_INSTRUCTIONS FOR THE TASK:_ Copy every one of the entries below word for word, without changing anything.

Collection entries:
────
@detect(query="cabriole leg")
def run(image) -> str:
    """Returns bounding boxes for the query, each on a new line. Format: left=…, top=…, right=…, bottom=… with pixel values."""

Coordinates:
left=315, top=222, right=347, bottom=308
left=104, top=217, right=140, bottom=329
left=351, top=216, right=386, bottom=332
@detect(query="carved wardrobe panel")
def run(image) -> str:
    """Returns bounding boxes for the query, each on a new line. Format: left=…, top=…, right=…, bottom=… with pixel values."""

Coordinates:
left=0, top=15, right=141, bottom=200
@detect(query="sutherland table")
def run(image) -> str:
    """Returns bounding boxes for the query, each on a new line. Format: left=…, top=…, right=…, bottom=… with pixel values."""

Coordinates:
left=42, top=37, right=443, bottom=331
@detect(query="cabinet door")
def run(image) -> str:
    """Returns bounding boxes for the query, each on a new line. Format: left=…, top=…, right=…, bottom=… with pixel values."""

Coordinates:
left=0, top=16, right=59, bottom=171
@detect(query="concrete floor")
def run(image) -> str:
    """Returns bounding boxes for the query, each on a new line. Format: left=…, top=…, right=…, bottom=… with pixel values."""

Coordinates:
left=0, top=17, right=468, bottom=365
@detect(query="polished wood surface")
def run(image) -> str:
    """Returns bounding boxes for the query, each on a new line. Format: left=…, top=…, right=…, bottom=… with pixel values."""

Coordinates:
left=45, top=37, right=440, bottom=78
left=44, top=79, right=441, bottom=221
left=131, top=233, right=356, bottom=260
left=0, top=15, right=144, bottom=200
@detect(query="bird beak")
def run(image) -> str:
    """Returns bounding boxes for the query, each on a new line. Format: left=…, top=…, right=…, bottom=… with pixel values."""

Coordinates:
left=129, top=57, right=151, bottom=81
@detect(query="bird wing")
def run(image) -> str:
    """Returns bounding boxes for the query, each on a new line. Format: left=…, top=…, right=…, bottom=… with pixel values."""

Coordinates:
────
_RESULT:_
@detect(query="cabriole leg")
def run(image) -> str:
    """Returns bounding boxes for the query, each on a new line. Format: left=…, top=…, right=…, bottom=… with pixel values."""

Coordinates:
left=315, top=222, right=347, bottom=308
left=104, top=217, right=140, bottom=329
left=351, top=216, right=386, bottom=332
@detect(query="carved wardrobe panel")
def run(image) -> str:
    """Returns bounding boxes for the query, each on a new line. Format: left=…, top=…, right=…, bottom=… with pixel values."""

Coordinates:
left=0, top=15, right=141, bottom=200
@detect(query="sutherland table")
def run(image) -> str:
    """Returns bounding boxes for the query, each on a new line. Format: left=…, top=…, right=…, bottom=… with pixel values."""

Coordinates:
left=42, top=37, right=443, bottom=331
@detect(query="cabinet door")
def run(image) -> str:
    """Returns bounding boxes for the query, each on a new line. Format: left=…, top=…, right=…, bottom=… with pixel values."""

Coordinates:
left=0, top=16, right=59, bottom=171
@detect(query="concrete floor")
def run(image) -> str:
    """Returns bounding boxes for the query, each on a new line. Format: left=…, top=…, right=…, bottom=… with pixel values."""

Coordinates:
left=0, top=17, right=468, bottom=365
@detect(query="polished wood surface")
def run(image) -> str:
    """Returns bounding boxes for the query, each on a new line. Format: left=…, top=…, right=…, bottom=… with pixel values."""

Coordinates:
left=45, top=37, right=440, bottom=78
left=44, top=79, right=441, bottom=221
left=131, top=233, right=356, bottom=260
left=0, top=15, right=144, bottom=200
@detect(query="bird beak")
def run(image) -> str:
    """Returns bounding boxes for the query, each on a new line. Format: left=…, top=…, right=…, bottom=… with pixel values."""

Coordinates:
left=129, top=57, right=151, bottom=81
@detect(query="bird wing")
def run(image) -> str:
    """Returns bounding boxes for the query, each on a new line. Format: left=…, top=…, right=…, bottom=… with pixel values."""

Coordinates:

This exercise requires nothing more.